▶ [BRIEF]: Output the lines of the data below as a numbered list, starting with the line that contains "Every instance of the teeth" and going on through the line that contains "<point>120,284</point>", with blank lines left out. Include only those lines.

▶ [MATERIALS PROVIDED]:
◇ ◇ ◇ ◇ ◇

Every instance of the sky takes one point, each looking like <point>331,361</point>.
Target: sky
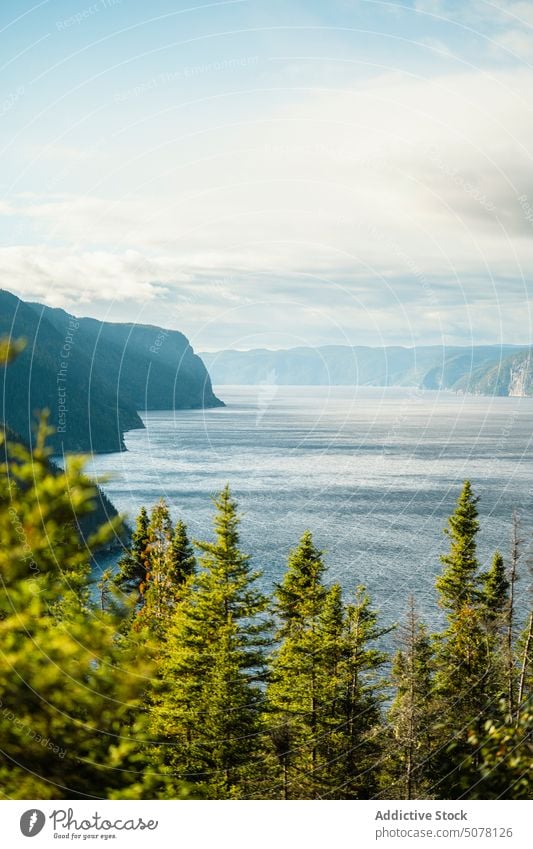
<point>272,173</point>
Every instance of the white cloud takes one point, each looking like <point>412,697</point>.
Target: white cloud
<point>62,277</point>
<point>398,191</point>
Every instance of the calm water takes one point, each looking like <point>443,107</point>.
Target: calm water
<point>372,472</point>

◇ ◇ ◇ ◇ ◇

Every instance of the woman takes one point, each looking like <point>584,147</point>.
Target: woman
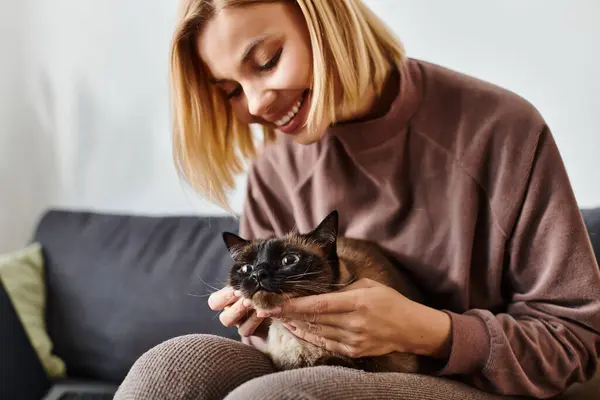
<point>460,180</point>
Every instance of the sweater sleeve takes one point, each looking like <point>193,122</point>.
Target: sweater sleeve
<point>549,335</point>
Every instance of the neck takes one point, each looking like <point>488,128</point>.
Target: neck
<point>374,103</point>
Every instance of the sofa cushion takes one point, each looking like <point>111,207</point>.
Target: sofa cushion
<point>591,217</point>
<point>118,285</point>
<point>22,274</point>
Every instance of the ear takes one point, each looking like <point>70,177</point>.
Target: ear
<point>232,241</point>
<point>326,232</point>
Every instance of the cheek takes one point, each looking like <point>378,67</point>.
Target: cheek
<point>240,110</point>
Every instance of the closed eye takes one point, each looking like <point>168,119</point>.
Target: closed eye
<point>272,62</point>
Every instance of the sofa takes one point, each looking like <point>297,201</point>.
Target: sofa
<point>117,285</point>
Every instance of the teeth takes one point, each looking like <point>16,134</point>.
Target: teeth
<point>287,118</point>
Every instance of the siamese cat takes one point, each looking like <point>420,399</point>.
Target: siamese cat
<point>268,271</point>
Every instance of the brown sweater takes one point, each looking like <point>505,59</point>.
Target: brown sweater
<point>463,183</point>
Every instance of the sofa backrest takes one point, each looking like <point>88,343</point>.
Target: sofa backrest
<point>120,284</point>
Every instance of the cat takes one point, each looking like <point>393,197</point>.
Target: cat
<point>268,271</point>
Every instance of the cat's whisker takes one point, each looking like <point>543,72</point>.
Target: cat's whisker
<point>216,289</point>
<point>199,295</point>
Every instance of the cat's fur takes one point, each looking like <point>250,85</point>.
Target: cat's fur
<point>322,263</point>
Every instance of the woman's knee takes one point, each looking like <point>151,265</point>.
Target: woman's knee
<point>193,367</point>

◇ ◇ ◇ ◇ ◇

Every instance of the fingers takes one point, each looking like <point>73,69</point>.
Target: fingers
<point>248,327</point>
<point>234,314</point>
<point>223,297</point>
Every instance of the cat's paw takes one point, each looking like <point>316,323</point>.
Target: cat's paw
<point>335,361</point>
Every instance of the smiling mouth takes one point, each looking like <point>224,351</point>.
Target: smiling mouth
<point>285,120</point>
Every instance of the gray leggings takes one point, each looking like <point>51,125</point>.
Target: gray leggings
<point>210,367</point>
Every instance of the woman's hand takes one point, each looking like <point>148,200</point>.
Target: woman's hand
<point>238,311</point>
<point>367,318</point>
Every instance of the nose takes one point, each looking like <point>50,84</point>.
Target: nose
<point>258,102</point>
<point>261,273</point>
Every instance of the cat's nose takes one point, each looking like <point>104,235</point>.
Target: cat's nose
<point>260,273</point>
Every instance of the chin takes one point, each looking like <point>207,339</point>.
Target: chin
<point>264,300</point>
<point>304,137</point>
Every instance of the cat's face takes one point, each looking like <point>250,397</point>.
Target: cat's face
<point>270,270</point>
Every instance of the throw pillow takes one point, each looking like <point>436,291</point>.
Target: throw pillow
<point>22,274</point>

◇ ◇ ◇ ◇ ◇

▶ [REPLY]:
1. Every instance of the teeth takes one point, each looking like <point>16,134</point>.
2. Target: teeth
3. <point>287,118</point>
4. Every instance of the siamese cat takes one point, each looking like <point>420,399</point>.
5. Target: siamese cat
6. <point>268,271</point>
7. Every instance of the brown sweater takes one point, each looking like <point>505,59</point>.
8. Target: brown sweater
9. <point>463,183</point>
10. Every instance of the sofa backrest takes one point, each looking like <point>88,343</point>.
11. Target: sofa backrest
12. <point>120,284</point>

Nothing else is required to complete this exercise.